== Exercise input ==

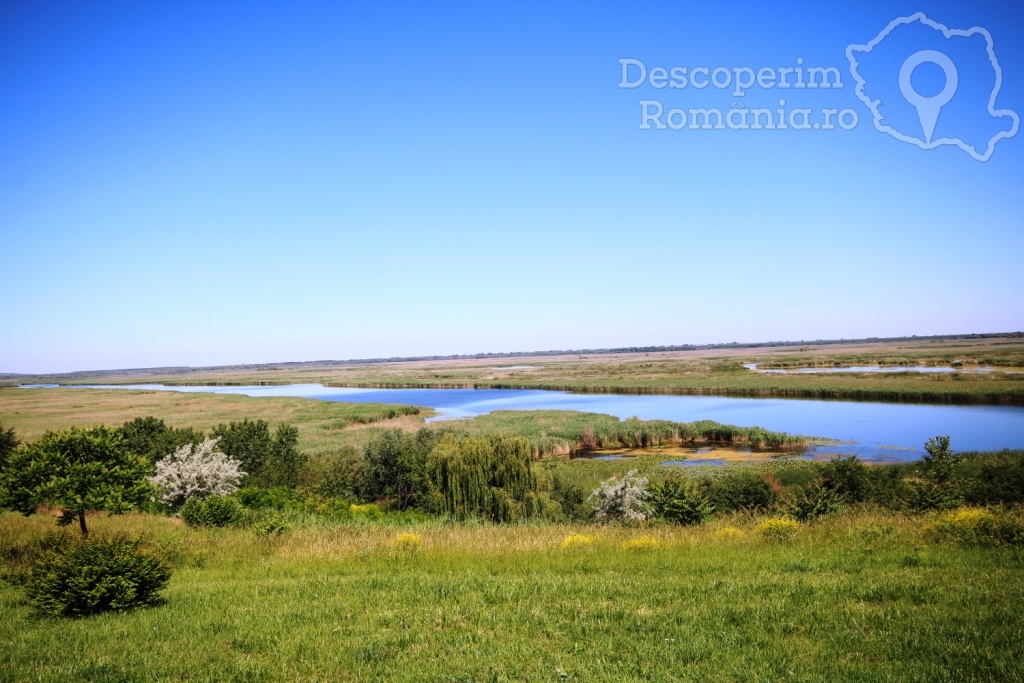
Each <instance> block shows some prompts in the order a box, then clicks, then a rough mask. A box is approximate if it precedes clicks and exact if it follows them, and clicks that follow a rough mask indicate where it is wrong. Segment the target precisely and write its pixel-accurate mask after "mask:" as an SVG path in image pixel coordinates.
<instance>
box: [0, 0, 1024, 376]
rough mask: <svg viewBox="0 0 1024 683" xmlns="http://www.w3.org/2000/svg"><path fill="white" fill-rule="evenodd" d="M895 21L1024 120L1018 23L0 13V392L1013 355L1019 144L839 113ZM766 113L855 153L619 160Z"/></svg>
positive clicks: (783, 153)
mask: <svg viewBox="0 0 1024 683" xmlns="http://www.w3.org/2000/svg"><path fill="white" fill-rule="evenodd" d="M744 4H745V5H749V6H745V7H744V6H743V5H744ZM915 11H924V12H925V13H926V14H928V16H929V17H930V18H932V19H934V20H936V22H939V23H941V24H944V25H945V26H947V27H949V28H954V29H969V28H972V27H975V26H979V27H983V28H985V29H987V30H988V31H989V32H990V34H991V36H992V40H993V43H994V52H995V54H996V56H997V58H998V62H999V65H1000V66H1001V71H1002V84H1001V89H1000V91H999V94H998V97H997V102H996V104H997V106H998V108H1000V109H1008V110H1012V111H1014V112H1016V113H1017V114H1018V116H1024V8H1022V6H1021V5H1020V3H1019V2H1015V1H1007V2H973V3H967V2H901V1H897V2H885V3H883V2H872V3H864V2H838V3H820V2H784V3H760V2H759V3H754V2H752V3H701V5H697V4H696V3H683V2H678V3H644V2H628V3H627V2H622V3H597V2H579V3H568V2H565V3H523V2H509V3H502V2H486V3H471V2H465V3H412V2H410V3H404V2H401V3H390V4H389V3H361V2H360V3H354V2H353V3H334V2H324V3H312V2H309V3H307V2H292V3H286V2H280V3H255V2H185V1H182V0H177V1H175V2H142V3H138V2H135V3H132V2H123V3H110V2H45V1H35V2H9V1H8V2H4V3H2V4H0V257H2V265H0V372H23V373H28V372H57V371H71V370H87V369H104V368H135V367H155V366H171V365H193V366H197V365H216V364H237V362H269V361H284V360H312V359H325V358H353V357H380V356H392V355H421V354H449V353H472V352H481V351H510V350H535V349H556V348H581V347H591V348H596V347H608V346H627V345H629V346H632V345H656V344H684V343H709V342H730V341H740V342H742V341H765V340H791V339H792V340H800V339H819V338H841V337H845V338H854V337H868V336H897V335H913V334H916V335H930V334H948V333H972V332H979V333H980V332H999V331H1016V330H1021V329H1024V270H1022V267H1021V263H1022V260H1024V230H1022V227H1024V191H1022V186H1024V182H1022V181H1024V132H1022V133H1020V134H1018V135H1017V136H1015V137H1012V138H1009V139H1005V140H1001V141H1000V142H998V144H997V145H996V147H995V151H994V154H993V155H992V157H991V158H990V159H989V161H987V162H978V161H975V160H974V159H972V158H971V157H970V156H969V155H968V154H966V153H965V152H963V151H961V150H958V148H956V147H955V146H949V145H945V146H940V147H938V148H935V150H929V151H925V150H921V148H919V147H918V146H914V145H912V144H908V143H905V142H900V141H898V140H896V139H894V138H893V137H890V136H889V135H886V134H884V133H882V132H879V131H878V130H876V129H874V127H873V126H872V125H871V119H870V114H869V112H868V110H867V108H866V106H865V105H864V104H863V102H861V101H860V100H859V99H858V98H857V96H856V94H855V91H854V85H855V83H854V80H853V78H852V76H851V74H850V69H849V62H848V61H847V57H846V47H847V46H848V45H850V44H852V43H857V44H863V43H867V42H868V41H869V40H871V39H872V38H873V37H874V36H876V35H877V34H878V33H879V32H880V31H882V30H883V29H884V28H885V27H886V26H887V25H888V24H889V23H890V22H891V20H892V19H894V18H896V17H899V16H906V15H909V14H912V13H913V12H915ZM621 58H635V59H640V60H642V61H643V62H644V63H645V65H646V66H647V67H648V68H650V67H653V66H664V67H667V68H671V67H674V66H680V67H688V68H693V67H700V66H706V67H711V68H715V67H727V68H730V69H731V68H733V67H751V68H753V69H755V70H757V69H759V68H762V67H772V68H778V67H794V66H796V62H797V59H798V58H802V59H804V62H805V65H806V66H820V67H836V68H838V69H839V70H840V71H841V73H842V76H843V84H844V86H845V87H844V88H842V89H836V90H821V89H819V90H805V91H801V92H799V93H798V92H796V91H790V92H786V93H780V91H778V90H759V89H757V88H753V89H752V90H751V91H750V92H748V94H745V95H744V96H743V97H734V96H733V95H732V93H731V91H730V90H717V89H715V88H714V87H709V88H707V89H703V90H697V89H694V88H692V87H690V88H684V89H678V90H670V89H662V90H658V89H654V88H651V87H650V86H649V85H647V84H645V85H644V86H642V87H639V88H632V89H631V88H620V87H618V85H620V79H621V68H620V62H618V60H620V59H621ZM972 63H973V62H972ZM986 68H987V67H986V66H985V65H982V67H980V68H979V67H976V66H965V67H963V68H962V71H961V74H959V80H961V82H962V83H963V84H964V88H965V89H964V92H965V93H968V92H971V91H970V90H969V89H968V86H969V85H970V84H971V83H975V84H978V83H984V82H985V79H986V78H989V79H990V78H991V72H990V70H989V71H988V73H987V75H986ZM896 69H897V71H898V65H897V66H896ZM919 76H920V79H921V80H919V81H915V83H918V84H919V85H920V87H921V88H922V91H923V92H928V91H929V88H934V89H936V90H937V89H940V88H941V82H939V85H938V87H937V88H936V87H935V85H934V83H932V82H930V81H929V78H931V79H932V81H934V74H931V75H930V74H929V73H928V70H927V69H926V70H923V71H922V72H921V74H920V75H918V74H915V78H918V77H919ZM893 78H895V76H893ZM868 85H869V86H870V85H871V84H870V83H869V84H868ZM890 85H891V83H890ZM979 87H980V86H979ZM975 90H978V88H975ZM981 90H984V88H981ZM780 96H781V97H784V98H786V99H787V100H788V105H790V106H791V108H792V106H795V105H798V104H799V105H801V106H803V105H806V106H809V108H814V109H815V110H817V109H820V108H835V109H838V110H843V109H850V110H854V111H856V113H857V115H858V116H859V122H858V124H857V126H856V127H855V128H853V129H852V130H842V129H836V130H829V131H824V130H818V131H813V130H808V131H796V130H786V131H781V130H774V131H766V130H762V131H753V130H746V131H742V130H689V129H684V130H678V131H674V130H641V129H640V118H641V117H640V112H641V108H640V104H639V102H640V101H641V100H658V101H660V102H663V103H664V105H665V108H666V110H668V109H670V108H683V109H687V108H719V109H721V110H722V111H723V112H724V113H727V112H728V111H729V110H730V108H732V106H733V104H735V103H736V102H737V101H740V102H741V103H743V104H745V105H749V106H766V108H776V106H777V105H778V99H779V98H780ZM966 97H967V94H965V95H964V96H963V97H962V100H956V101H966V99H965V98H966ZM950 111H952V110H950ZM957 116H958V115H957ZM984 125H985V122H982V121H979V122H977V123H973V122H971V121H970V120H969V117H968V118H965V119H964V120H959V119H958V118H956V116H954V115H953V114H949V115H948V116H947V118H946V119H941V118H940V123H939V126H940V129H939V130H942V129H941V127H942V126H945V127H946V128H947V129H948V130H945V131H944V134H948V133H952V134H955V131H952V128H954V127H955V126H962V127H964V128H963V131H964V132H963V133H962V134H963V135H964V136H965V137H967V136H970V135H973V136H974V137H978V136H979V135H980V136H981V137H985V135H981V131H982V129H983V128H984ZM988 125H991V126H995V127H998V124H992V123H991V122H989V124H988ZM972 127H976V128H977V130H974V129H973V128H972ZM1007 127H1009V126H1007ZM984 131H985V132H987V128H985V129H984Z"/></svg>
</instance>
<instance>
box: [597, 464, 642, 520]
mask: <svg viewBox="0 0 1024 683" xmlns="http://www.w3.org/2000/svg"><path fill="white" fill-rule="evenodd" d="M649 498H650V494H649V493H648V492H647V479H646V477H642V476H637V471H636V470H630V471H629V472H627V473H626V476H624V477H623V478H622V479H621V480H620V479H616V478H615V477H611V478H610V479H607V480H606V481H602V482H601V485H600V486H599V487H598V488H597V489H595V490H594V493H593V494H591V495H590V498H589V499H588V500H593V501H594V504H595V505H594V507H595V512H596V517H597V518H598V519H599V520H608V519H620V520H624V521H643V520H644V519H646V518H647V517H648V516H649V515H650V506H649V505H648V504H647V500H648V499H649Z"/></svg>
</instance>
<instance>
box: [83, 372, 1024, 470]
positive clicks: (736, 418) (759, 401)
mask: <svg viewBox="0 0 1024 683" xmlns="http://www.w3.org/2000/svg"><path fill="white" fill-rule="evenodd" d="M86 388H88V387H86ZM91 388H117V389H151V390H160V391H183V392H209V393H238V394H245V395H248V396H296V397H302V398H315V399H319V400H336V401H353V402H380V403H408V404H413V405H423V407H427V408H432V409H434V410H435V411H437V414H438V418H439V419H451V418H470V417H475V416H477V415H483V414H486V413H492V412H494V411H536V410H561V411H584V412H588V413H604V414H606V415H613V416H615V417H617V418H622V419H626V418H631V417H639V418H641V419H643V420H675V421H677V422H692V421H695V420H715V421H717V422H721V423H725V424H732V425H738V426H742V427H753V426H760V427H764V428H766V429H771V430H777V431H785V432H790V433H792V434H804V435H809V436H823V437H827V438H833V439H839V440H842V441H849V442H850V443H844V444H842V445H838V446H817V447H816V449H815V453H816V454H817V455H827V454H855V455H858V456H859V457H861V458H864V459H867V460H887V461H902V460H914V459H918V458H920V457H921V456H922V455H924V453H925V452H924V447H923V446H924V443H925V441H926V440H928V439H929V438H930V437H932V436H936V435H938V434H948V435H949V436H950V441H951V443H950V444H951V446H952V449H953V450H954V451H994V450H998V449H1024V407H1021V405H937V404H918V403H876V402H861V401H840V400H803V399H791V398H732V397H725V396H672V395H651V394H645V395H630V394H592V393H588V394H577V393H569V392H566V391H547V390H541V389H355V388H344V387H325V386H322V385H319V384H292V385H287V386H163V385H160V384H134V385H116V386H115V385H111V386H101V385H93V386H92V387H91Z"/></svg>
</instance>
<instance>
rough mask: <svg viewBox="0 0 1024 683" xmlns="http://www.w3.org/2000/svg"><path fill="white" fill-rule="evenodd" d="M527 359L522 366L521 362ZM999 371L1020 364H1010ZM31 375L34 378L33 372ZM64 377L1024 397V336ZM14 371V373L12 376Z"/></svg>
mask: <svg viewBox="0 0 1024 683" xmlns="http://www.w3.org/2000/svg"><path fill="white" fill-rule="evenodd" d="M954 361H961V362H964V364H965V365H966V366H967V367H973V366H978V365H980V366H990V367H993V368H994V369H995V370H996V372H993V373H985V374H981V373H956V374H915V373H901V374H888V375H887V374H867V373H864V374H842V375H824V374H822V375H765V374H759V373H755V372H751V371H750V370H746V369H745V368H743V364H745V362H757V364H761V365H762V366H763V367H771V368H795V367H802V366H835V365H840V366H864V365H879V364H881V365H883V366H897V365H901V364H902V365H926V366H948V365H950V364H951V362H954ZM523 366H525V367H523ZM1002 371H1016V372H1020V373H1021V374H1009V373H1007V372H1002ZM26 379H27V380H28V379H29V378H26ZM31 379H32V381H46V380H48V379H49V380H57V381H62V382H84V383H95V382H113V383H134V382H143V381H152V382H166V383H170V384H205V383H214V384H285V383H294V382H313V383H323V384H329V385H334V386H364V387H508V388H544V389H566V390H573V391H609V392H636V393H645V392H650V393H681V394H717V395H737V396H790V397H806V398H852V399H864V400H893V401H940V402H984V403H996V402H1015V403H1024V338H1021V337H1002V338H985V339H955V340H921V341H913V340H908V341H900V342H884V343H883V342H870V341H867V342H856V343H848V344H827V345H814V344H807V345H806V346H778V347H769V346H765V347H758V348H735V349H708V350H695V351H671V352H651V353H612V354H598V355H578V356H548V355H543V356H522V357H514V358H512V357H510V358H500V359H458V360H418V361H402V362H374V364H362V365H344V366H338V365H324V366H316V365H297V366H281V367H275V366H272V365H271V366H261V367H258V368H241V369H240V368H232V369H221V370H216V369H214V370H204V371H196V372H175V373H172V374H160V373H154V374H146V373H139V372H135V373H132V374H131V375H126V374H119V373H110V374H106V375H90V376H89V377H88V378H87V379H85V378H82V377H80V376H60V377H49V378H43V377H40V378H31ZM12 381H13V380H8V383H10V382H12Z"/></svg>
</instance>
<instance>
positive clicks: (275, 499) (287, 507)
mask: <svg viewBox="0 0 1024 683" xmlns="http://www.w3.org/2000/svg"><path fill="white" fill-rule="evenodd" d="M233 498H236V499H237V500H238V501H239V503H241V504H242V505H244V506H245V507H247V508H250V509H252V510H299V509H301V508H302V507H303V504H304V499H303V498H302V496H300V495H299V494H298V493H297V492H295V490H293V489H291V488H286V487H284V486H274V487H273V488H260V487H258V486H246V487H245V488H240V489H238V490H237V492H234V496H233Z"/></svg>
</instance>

===
== Exercise input ==

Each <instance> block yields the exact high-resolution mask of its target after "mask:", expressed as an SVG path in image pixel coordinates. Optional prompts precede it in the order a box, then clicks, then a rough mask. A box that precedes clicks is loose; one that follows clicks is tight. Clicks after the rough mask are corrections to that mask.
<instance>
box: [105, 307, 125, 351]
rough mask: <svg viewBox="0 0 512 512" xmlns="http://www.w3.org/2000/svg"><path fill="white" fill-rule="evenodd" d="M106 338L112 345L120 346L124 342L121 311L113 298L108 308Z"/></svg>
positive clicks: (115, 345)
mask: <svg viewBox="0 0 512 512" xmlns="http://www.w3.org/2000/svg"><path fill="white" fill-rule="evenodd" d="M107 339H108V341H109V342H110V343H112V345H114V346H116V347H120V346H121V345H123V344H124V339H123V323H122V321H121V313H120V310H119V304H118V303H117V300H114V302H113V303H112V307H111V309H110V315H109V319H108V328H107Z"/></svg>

===

> **Instructions for the task**: Among the records above, find each line holding the string "block" and pull it out.

> **Solution below**:
Each <instance> block shows some prompts in the order a box, then clicks, then a rough mask. A box is approximate if it precedes clicks and exact if it follows them, and clicks that follow a rough mask indicate where it is wrong. Segment the target precisely and write its pixel-accurate mask after "mask:" as an SVG path in image pixel coordinates.
Each <instance> block yields the exact high-resolution mask of its target after "mask:", expressed as an SVG path in image pixel coordinates. Optional prompts precede it in the order a box, then clicks, then a rough mask. A box that precedes clicks is loose; one that follows clicks is tight. Clicks after the rough mask are corrections to that mask.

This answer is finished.